TASK DATA

>>

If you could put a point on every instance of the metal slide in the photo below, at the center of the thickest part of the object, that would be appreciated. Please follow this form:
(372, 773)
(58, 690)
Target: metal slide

<<
>>

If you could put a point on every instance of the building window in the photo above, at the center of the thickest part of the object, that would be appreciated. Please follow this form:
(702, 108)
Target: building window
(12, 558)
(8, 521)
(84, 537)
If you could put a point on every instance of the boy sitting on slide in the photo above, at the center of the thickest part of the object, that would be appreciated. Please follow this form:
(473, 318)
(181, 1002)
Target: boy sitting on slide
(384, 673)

<<
>>

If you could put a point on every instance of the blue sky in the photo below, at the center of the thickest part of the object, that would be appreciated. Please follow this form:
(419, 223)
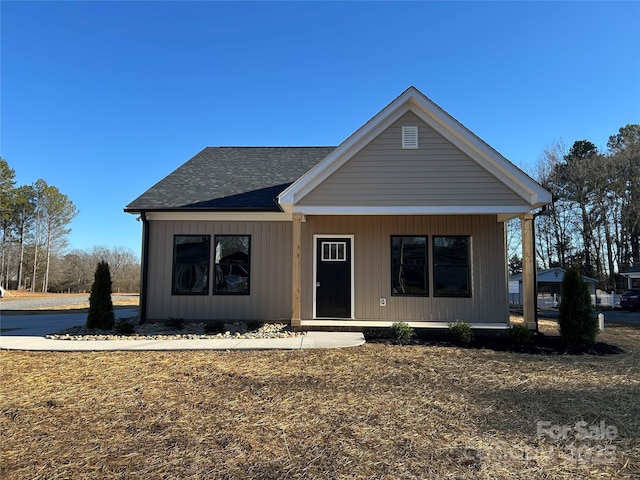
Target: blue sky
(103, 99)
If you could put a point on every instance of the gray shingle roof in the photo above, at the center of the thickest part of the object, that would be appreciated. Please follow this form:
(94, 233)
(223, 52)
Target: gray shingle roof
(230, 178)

<<

TASK PROMPT
Find every line in the records that holds the word "metal", then state the count alone.

EXERCISE RESPONSE
2